Task goal:
From the records below, pull out every line that contains the word "green" and copy each one in full.

begin Provided data

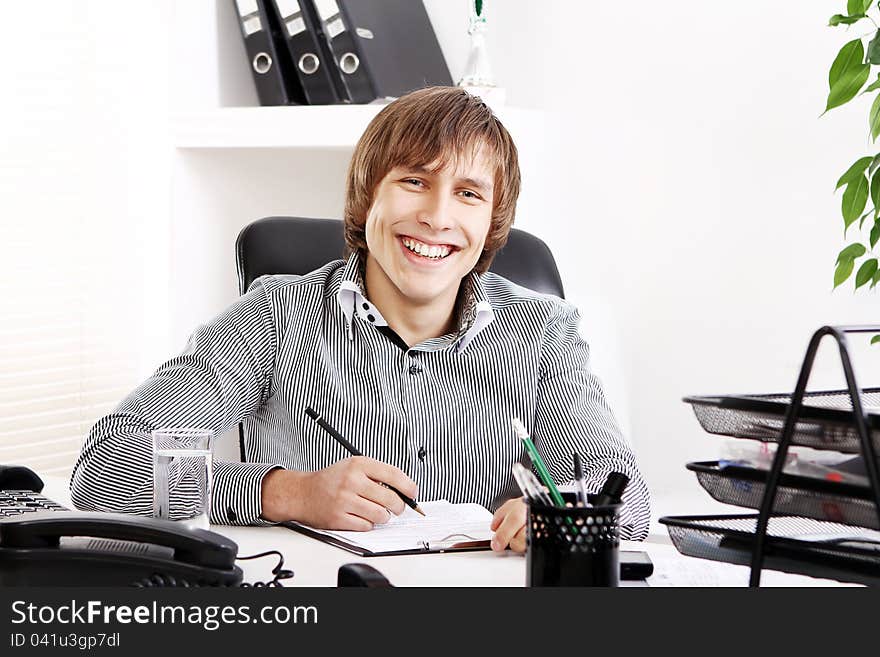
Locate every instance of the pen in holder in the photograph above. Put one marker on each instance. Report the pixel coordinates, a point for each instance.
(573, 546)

end Provided data
begin Provided data

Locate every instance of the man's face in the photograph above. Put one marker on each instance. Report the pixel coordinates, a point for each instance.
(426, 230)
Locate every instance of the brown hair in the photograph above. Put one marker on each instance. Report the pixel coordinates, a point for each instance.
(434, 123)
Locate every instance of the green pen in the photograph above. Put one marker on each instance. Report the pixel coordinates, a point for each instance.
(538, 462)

end Provided data
begin Provided data

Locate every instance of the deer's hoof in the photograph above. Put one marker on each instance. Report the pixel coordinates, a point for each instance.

end Provided data

Finished exercise:
Locate every instance of the green pen in the photograph above. Put one marker on each instance. Report the pixel coordinates, a point for each instance.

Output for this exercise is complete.